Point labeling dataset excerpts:
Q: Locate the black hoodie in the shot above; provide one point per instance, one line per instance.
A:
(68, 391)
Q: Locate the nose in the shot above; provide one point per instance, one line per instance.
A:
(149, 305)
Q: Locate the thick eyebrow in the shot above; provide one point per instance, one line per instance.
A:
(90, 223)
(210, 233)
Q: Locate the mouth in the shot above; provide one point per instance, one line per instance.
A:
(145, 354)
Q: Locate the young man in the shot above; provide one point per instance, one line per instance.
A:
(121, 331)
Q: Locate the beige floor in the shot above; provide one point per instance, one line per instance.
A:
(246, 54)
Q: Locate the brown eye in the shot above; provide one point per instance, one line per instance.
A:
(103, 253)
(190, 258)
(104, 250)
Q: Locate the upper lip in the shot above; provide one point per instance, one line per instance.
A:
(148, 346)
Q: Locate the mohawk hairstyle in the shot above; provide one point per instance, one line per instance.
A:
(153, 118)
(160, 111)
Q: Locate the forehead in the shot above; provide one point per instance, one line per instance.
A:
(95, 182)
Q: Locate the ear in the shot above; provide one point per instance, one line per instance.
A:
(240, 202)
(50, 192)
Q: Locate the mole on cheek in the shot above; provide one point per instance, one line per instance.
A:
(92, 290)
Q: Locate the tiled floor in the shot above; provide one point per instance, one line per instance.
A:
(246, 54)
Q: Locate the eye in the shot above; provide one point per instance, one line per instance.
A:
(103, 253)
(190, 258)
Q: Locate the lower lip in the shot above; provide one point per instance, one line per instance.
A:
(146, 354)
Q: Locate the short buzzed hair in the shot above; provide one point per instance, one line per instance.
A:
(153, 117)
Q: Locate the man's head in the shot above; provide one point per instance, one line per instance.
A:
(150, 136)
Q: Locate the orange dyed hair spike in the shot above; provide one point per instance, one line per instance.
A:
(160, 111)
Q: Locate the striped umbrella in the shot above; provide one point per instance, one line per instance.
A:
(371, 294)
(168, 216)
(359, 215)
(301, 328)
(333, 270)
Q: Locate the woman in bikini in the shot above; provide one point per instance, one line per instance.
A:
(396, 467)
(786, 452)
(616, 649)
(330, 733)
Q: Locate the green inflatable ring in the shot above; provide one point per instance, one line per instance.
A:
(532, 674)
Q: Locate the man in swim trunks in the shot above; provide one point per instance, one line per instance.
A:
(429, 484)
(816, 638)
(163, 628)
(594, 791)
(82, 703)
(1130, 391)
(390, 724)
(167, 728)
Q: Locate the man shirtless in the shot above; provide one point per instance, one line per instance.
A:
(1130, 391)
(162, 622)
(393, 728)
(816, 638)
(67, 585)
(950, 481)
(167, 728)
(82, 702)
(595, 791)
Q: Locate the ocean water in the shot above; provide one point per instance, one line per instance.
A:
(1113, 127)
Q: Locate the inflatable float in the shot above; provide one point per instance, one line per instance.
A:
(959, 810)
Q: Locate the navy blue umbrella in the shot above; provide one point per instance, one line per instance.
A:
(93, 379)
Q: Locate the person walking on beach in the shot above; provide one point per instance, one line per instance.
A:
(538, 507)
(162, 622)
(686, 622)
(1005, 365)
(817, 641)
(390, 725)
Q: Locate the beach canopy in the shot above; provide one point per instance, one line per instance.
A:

The exercise: Please copy out, unchanged, the stretch of the records above from the line containing "Q: Locate the woman" through the end of the records, including both that line and the final line.

Task answer:
Q: Locate the woman in bikini in the shot above; provide one point per instance, one line per instance.
A:
(396, 467)
(786, 452)
(616, 649)
(330, 733)
Q: Locate the green inflatable ring in the shot above; provide one point per instance, one line per instance.
A:
(532, 674)
Q: Locate the man in swim trunks in the shot above; provide one point per instance, one line per instance.
A:
(429, 484)
(816, 638)
(163, 628)
(594, 791)
(82, 703)
(1130, 391)
(390, 724)
(167, 728)
Q: Locate the man shirtless in the shot above; provide one point per instance, one line per instance.
A:
(1130, 391)
(162, 622)
(393, 728)
(816, 638)
(67, 585)
(950, 481)
(167, 728)
(82, 702)
(595, 791)
Q: Locate the ocean water in the shot above; provide one point per instance, one line per instance.
A:
(1113, 127)
Q: Locate the inflatable float in the shot above; provide one point per instance, one line per instance.
A:
(959, 810)
Q: Locate the navy blue umbrella in the shot above; provide one point per instance, one line per instance.
A:
(93, 379)
Q: Locate the person walking on beach in the shot above; provide one point per instance, one line per instance.
A:
(538, 507)
(162, 622)
(686, 622)
(1005, 365)
(817, 641)
(390, 725)
Q: Locate the beach canopy in the shot above; provide one point per instance, one line per instance.
A:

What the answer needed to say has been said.